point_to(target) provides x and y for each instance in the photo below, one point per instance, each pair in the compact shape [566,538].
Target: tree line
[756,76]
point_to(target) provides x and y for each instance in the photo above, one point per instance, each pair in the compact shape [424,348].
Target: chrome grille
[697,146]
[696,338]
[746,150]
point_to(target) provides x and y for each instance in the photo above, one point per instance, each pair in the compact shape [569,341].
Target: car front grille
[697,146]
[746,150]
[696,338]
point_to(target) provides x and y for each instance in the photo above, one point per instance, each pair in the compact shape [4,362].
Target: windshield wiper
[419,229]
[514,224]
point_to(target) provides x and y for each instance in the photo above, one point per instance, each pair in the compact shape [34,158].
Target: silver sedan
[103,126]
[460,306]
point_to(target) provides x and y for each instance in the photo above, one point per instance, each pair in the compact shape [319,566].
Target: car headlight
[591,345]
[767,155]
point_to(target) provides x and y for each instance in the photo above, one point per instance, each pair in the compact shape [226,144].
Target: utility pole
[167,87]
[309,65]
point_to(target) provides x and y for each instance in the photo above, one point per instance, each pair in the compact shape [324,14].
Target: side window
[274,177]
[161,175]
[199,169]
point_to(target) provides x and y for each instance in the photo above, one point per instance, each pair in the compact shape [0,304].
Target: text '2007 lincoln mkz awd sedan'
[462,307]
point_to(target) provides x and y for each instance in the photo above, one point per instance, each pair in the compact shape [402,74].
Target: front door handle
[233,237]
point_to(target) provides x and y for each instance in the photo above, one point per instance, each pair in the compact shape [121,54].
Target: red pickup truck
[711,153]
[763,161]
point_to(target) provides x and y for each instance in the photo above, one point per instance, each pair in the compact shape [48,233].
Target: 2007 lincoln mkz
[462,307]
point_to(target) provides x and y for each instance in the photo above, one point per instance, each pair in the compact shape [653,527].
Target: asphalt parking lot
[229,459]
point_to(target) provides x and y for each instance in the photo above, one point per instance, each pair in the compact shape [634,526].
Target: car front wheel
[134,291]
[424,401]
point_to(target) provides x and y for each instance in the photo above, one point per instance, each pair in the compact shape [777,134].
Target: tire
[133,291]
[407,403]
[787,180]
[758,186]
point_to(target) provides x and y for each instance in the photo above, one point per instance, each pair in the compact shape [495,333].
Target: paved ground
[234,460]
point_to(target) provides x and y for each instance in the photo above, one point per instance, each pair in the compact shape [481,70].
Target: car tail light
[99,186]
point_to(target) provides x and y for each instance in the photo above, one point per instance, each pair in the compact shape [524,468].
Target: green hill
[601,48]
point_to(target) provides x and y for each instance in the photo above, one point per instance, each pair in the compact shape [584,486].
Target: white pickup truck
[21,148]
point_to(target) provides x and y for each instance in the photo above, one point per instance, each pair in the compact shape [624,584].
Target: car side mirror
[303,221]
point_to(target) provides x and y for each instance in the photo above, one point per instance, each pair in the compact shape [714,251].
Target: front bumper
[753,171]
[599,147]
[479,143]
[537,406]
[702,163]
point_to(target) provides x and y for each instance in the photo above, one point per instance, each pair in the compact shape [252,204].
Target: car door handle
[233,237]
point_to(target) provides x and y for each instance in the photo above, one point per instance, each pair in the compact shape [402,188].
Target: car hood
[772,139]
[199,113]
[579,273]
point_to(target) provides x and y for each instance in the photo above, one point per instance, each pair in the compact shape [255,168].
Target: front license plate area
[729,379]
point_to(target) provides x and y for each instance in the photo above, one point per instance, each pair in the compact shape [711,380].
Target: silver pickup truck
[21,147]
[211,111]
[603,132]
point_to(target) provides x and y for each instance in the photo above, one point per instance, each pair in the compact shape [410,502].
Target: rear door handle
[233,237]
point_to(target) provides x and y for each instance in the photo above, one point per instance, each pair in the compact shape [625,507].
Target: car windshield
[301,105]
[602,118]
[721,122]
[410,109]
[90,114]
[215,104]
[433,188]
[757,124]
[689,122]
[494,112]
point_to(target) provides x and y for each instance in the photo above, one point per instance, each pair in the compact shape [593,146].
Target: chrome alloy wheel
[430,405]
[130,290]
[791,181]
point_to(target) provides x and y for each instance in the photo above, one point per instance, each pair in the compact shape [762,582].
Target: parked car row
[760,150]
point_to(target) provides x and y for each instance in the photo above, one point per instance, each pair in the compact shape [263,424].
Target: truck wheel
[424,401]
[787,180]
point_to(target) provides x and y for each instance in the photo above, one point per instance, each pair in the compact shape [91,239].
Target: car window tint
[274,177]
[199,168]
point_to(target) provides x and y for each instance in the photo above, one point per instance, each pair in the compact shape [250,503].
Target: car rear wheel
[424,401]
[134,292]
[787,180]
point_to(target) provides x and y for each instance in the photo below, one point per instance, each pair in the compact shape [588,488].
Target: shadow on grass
════════════════
SET PROBLEM
Return every line exactly.

RESULT OF THE EXERCISE
point_to(target) provides x and y for each instance in the photo below, one point per instance, each pair in the compact shape [566,538].
Target: tree line
[756,76]
point_to(target) provides x and y for each instance in the photo above, one point per instance, each pair in the compact shape [424,348].
Target: chrome grille
[697,146]
[696,338]
[746,150]
point_to(target) provides x and y for each instance in the photo above, one point per instance, each pair in the compact shape [569,341].
Target: car front grille
[697,146]
[746,150]
[696,338]
point_to(target) provides x and y for each instance in the photo above, one point per instance, each pair in the compact shape [4,362].
Target: windshield wiper
[419,229]
[514,224]
point_to(target) provides x and y for each instance in the photo above, one point per instance, each pair in the compact shape [34,158].
Target: silver sedan
[103,126]
[460,306]
point_to(target) provides x and y for each instance in the photo above, one point per instance, each pair in the compact shape [319,566].
Target: car headlight
[591,345]
[767,155]
point_to(target) provides x and y for each instance in the photo above, one point per instance, each pair in the compact shape [226,144].
Target: utility pole
[167,87]
[309,65]
point_to(target) provides x and y for each instance in the photo above, one point per instance, each pair in the compact shape [324,14].
Target: side window
[274,177]
[161,175]
[199,169]
point_to(target) provides x and y for each instance in the photo above, one point per instance, each pair in the compact shape [0,304].
Target: text '2007 lincoln mkz awd sedan'
[462,307]
point_to(target) provides x and y for each instance in the photo above, one point per instance, each pair in the compact shape [402,74].
Target: front door handle
[233,237]
point_to(target) provides x and y for each instance in the photo above, one point per instance, each pair in the compact shape [121,54].
Target: red pickup truck
[711,153]
[763,161]
point_to(target) provides x and y for each instance in the photo above, one point per instance, each pair in the compact shape [48,233].
Target: 2007 lincoln mkz
[462,307]
point_to(target) provides x and y for each instance in the photo above, one point per instance, each pair in the compact shape [653,527].
Target: asphalt parking lot
[229,459]
point_to(target) provides x and y for each instance in the photo above, one point per instance, each pair in the compact shape [634,526].
Target: car front wheel
[134,291]
[424,401]
point_to(target) provides x and y for each instance in the photo above, one point per instance, each pair in the compact shape [777,134].
Target: tire
[133,291]
[407,403]
[787,180]
[758,186]
point_to(target) provides x and y for each instance in the photo above, one point per instance, each pair in the compact shape [495,333].
Target: paved ground
[234,460]
point_to(target) provides x and y for each instance in the photo above, one point per instance, each pair in the compact shape [481,70].
Target: car tail light
[99,186]
point_to(target) provides x and y for each instance in the photo above, one point per instance, each pair in the compact shape [524,468].
Target: green hill
[601,48]
point_to(target) provides x and y for each instance in the photo above, one point per instance, each pair in the compact shape [584,486].
Target: white pickup truck
[21,148]
point_to(target) provides x and y for each instance in the photo above, one point per instance, each pair in the compact shape [624,584].
Target: car side mirror
[303,221]
point_to(target) provides x and y for each instance in the photo above, one point per instance, each pair in the compact shape [714,251].
Target: front bumper
[753,171]
[599,147]
[479,143]
[537,406]
[702,163]
point_to(target) provides x and y for each instance in the photo above, one point per instance, each pair in the compact shape [252,204].
Target: car door handle
[233,237]
point_to(target) provides x and y for each instance in the photo above, one point per instance, each pair in the compact shape [402,188].
Target: car hood
[772,139]
[199,113]
[579,273]
point_to(target) provides x and y for each instance in the photo above, one point per instance, each pair in the compact shape [255,168].
Target: front license plate area
[729,379]
point_to(target) provides x and y for each instance in the photo above, one point per instance, each pair in the compact shape [711,380].
Target: silver pickup truck
[21,147]
[211,111]
[603,132]
point_to(target) provides x and y for each instance in the photo above, one point per instance, each pair in the compact shape [410,502].
Target: rear door handle
[233,237]
point_to(target) provides x and y for each instance in the photo above, one point per instance, each pair in the compact shape [625,507].
Target: car windshield
[301,105]
[602,118]
[721,122]
[410,109]
[90,114]
[215,104]
[433,188]
[757,124]
[689,122]
[494,112]
point_to(target) provides x and y for each instance in the photo above, one point per instance, each pair in the compact shape [593,146].
Target: chrome alloy wheel
[430,405]
[130,290]
[791,181]
point_to(target) provides x and y for each instance in the photo above, one point per instance, each pair in the compact shape [762,582].
Target: parked car row
[760,150]
point_to(target) provides x and y for each instance in the photo above, one point per instance, each pair in the compact shape [263,424].
Target: truck wheel
[424,401]
[787,180]
point_to(target) provides x and y for each instance in the photo above, one point per instance, each pair in the compact shape [91,239].
Target: car window tint
[274,177]
[199,168]
point_to(target) provides x and y for each instance in the photo above, one point per instance, each pair in the compact shape [250,503].
Target: car rear wheel
[424,401]
[134,292]
[787,180]
point_to(target) provides x and y for each instance in the photo below, one point per instance, each pair in the compact shape [588,488].
Target: shadow on grass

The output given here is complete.